(Free-text object descriptions)

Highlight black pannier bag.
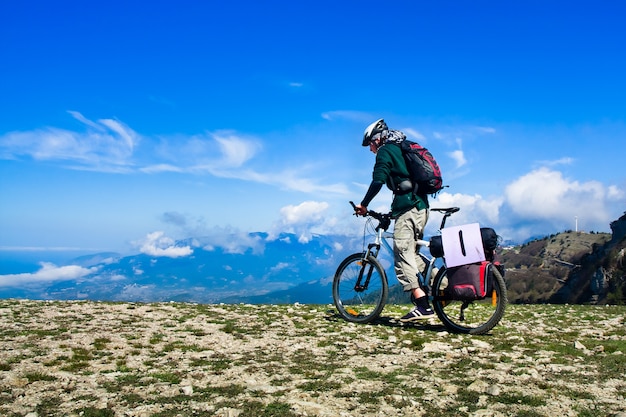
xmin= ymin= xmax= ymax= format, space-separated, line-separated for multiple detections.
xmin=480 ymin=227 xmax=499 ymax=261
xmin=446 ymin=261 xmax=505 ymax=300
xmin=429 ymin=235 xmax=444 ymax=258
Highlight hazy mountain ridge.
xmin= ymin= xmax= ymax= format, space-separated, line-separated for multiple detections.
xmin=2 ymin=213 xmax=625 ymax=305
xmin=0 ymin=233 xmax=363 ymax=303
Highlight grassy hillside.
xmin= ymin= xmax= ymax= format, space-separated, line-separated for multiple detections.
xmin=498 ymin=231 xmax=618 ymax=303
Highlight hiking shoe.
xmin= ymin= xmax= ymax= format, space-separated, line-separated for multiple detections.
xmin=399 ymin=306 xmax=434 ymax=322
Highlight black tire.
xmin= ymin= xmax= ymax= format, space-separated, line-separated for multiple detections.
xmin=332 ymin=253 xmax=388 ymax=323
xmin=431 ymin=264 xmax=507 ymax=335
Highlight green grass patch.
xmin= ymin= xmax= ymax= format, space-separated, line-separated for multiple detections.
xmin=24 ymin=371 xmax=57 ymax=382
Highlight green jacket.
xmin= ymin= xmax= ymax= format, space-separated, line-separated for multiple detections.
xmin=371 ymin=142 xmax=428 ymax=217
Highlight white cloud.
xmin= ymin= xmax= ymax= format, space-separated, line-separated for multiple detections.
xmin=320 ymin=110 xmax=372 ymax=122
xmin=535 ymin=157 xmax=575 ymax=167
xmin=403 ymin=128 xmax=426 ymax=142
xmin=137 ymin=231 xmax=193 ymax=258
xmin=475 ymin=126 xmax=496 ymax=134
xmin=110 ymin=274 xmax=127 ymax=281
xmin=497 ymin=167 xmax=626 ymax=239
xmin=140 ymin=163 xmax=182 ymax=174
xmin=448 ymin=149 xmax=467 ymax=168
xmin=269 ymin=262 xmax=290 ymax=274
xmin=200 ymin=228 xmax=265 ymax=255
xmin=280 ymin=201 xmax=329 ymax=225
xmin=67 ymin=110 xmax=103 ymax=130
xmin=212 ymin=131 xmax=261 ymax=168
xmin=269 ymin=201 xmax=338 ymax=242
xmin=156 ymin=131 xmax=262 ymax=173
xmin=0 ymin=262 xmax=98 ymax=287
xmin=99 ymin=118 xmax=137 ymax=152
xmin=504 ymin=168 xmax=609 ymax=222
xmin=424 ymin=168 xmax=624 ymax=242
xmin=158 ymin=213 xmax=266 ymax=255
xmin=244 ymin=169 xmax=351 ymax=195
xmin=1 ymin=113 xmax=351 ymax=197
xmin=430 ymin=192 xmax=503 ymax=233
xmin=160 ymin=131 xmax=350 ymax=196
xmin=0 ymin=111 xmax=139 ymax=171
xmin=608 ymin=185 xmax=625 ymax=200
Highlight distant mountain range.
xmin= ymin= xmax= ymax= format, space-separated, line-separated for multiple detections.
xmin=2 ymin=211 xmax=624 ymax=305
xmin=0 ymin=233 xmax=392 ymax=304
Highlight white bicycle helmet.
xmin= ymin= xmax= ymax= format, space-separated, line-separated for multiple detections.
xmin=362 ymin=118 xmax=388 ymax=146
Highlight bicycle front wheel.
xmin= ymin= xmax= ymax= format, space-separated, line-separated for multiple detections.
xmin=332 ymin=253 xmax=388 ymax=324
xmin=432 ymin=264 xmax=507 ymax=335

ABOUT THIS TASK.
Pictures are to be omitted; set down the rest of the entries exactly as given.

RESULT OF THE EXERCISE.
Highlight black pannier bag.
xmin= ymin= xmax= ymax= format, space-separated, line-separated for multiple detections.
xmin=480 ymin=227 xmax=499 ymax=261
xmin=446 ymin=261 xmax=505 ymax=300
xmin=429 ymin=235 xmax=444 ymax=258
Highlight hazy mountain ridge.
xmin= ymin= xmax= ymax= format, space-separated, line-separated for multiple detections.
xmin=2 ymin=213 xmax=625 ymax=305
xmin=0 ymin=233 xmax=363 ymax=303
Highlight grassy hillside.
xmin= ymin= xmax= ymax= format, space-separated, line-separated for multiple detections.
xmin=498 ymin=231 xmax=618 ymax=303
Highlight hiking shoe.
xmin= ymin= xmax= ymax= format, space-separated, line-separated for multiple detections.
xmin=399 ymin=306 xmax=434 ymax=322
Highlight black tire.
xmin= ymin= xmax= ymax= format, space-separated, line-separated for multiple detections.
xmin=332 ymin=253 xmax=388 ymax=323
xmin=431 ymin=264 xmax=507 ymax=335
Highlight green grass patch.
xmin= ymin= xmax= ymax= format, space-separated, line-separated for multiple detections.
xmin=24 ymin=371 xmax=57 ymax=382
Highlight green jacket.
xmin= ymin= xmax= ymax= format, space-separated, line-separated for multiple detections.
xmin=371 ymin=142 xmax=428 ymax=217
Highlight white cloud.
xmin= ymin= xmax= ymax= format, space-separated, line-separated for multiple detections.
xmin=320 ymin=110 xmax=372 ymax=122
xmin=535 ymin=157 xmax=575 ymax=167
xmin=403 ymin=128 xmax=426 ymax=142
xmin=137 ymin=231 xmax=193 ymax=258
xmin=475 ymin=126 xmax=496 ymax=134
xmin=110 ymin=274 xmax=127 ymax=281
xmin=497 ymin=167 xmax=626 ymax=239
xmin=140 ymin=163 xmax=182 ymax=174
xmin=448 ymin=149 xmax=467 ymax=168
xmin=269 ymin=262 xmax=290 ymax=274
xmin=200 ymin=228 xmax=265 ymax=255
xmin=280 ymin=201 xmax=329 ymax=225
xmin=67 ymin=110 xmax=103 ymax=130
xmin=212 ymin=131 xmax=261 ymax=168
xmin=269 ymin=201 xmax=338 ymax=242
xmin=156 ymin=131 xmax=262 ymax=173
xmin=0 ymin=262 xmax=98 ymax=287
xmin=99 ymin=118 xmax=137 ymax=152
xmin=504 ymin=168 xmax=609 ymax=222
xmin=424 ymin=168 xmax=624 ymax=242
xmin=158 ymin=213 xmax=266 ymax=255
xmin=244 ymin=169 xmax=351 ymax=195
xmin=1 ymin=113 xmax=351 ymax=197
xmin=430 ymin=192 xmax=503 ymax=233
xmin=160 ymin=131 xmax=350 ymax=196
xmin=0 ymin=111 xmax=139 ymax=171
xmin=608 ymin=185 xmax=625 ymax=200
Highlight distant mountain range.
xmin= ymin= xmax= ymax= format, space-separated, line-separated for multiple detections.
xmin=2 ymin=211 xmax=624 ymax=305
xmin=0 ymin=233 xmax=392 ymax=304
Highlight white bicycle helmet.
xmin= ymin= xmax= ymax= format, space-separated, line-separated for multiple detections.
xmin=362 ymin=118 xmax=388 ymax=146
Highlight bicycle front wheel.
xmin= ymin= xmax= ymax= format, space-separated, line-separated for multiple detections.
xmin=332 ymin=253 xmax=388 ymax=324
xmin=432 ymin=264 xmax=507 ymax=335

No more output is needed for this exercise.